- [Given records]
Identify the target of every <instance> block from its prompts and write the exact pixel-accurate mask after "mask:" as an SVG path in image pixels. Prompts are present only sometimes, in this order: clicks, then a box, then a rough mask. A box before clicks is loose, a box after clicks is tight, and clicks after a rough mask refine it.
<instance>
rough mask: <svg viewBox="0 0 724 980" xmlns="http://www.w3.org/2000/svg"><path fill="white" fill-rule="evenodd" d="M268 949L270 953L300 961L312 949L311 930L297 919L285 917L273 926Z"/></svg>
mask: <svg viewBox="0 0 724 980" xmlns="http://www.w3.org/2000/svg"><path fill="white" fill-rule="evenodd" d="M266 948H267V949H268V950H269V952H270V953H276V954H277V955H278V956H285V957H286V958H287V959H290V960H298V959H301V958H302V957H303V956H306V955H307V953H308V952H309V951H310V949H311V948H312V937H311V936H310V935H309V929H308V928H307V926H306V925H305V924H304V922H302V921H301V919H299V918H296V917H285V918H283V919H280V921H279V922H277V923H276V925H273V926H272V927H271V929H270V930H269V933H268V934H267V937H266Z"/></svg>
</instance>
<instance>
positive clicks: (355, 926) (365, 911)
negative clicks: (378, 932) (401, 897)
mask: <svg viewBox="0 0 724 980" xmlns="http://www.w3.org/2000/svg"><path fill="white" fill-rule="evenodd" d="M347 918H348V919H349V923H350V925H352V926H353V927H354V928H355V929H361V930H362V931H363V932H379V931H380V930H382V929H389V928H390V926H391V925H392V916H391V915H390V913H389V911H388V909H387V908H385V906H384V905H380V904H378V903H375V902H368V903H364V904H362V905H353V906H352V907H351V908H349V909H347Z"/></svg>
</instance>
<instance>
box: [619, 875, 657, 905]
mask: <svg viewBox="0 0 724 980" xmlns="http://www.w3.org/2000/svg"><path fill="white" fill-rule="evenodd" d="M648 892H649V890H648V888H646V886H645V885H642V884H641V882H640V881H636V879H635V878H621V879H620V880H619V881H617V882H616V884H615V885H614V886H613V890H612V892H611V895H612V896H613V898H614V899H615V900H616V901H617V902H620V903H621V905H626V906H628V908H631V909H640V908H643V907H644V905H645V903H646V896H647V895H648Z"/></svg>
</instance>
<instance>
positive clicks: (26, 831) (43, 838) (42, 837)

- [Problem requirements] Using the records above, work out how many lines hold the string "positive"; answer with that number alone.

- [Output below] 2